• DESCRIPTION OF THE TASK:
Write each line out again exactly as written.

• PROVIDED RECORDS:
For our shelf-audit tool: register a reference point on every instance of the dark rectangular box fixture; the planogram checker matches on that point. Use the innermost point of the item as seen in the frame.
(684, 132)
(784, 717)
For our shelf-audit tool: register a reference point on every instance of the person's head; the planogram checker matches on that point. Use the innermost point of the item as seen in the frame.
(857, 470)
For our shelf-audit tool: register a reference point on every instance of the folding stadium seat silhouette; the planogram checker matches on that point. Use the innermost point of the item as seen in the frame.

• ANSWER TO THE TASK:
For our shelf-audit tool: register a reference point on every instance of the dark rectangular box fixture; the planogram checker matches on that point. Use the innermost point of the item as seen in the frame.
(684, 132)
(784, 717)
For our shelf-audit tool: register a reference point on every instance of the person's head; the planogram checker matches on that point. Use the innermost point of the item as seen in the frame.
(857, 470)
For our shelf-audit tool: register a reference point on every instance of the folding stadium seat silhouette; the planogram checker matches on that point. Use the innermost point of the item as seen in the frame.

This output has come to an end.